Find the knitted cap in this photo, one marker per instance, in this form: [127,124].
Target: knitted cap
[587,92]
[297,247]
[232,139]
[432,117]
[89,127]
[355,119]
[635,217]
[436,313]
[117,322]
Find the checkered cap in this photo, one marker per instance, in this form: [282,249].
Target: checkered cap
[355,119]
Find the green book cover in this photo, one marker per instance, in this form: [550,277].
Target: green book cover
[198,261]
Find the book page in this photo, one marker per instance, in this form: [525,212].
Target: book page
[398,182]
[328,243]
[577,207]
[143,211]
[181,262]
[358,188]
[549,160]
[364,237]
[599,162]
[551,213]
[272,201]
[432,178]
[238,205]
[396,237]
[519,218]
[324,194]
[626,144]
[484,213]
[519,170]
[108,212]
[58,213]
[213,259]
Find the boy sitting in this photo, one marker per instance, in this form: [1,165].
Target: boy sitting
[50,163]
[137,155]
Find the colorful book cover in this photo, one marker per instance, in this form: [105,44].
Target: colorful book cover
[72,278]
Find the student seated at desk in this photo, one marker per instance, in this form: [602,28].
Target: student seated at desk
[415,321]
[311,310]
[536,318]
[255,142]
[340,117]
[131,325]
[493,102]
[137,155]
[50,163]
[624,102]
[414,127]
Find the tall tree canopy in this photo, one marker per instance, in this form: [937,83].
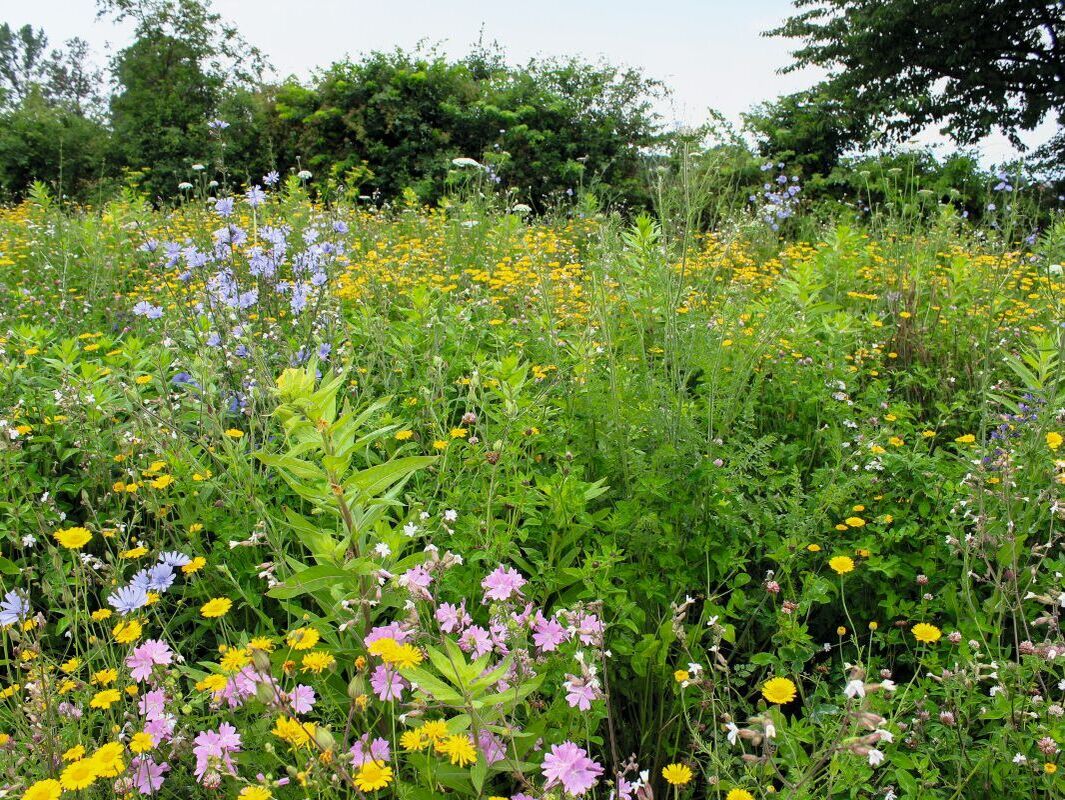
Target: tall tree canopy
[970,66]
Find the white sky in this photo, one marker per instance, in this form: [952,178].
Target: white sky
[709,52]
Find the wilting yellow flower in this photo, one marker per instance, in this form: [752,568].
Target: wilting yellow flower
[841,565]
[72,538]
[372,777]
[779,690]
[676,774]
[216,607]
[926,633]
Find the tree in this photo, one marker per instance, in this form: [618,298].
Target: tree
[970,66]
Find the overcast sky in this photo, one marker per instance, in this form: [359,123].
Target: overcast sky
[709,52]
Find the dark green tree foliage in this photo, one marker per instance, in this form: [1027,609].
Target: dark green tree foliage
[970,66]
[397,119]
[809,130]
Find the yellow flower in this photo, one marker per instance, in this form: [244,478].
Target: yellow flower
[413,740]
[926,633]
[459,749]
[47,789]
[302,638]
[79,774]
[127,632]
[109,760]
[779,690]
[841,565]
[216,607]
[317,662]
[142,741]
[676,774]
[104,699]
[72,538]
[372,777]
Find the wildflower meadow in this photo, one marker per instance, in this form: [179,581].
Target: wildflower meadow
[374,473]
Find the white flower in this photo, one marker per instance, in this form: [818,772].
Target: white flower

════════

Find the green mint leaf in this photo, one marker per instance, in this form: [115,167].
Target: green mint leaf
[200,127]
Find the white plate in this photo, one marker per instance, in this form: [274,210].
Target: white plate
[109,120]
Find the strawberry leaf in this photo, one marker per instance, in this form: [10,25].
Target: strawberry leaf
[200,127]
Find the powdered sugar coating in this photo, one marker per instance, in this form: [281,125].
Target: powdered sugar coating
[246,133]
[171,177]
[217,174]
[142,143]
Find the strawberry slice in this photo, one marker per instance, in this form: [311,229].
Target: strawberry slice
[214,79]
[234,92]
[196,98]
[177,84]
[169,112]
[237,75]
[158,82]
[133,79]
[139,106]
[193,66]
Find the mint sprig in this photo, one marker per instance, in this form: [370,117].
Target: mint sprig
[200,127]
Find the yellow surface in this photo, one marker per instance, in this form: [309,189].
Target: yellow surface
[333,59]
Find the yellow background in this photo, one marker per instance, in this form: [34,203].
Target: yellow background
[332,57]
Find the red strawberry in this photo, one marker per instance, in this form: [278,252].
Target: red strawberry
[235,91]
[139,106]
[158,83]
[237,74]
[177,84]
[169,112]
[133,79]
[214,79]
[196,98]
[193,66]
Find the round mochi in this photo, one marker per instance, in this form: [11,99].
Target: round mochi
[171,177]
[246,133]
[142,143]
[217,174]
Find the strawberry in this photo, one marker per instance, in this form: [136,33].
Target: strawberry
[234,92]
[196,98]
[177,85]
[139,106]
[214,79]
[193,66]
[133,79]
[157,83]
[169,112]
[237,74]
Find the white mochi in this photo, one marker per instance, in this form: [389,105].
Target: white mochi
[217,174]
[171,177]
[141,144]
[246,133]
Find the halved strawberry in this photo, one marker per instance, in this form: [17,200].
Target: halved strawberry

════════

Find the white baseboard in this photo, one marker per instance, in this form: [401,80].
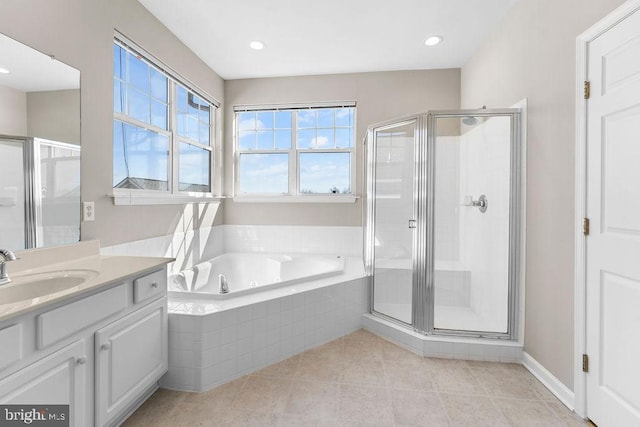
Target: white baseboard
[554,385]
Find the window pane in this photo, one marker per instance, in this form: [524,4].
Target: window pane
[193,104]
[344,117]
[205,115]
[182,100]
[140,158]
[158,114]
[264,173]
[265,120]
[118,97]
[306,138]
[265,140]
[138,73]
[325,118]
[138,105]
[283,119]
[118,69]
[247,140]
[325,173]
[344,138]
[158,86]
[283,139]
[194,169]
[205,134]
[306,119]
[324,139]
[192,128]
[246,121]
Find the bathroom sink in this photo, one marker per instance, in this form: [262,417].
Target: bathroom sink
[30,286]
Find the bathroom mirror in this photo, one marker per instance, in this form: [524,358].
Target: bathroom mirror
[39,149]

════════

- [Problem]: Please give the data lines as a Markdown table with the columns "No." and "Entry", starting with the line that contains "Find the tree" and going on through the line that contains "Target: white flower". Number each row and leave out any blank lines.

- [Full output]:
| No. | Entry |
|---|---|
| 1 | Find the tree in this photo, one marker per instance, in this form: [618,298]. |
| 2 | Target: tree |
| 3 | [970,66] |
| 4 | Find the overcast sky in this photo, one marker per instance, in this form: [359,123]. |
| 5 | Target: overcast sky |
| 6 | [709,52] |
| 7 | Find the dark green tree foliage in this photo, one marker per instance, in this form: [1027,609]. |
| 8 | Target: dark green tree foliage |
| 9 | [970,66] |
| 10 | [397,119] |
| 11 | [809,130] |
| 12 | Find the yellow flower in this photo, one marker per instance, in this form: [244,478]. |
| 13 | Target: yellow flower |
| 14 | [413,740] |
| 15 | [926,633] |
| 16 | [459,749] |
| 17 | [47,789] |
| 18 | [302,638] |
| 19 | [79,774] |
| 20 | [127,632] |
| 21 | [109,760] |
| 22 | [779,690] |
| 23 | [841,565] |
| 24 | [216,607] |
| 25 | [317,662] |
| 26 | [142,741] |
| 27 | [676,774] |
| 28 | [104,699] |
| 29 | [72,538] |
| 30 | [372,777] |
| 31 | Find the wildflower meadow in this photo, one marker per instance, in this form: [179,581]. |
| 32 | Target: wildflower meadow |
| 33 | [374,473] |
| 34 | Find the white flower in this photo, one marker per instance, in this form: [818,772]. |
| 35 | Target: white flower |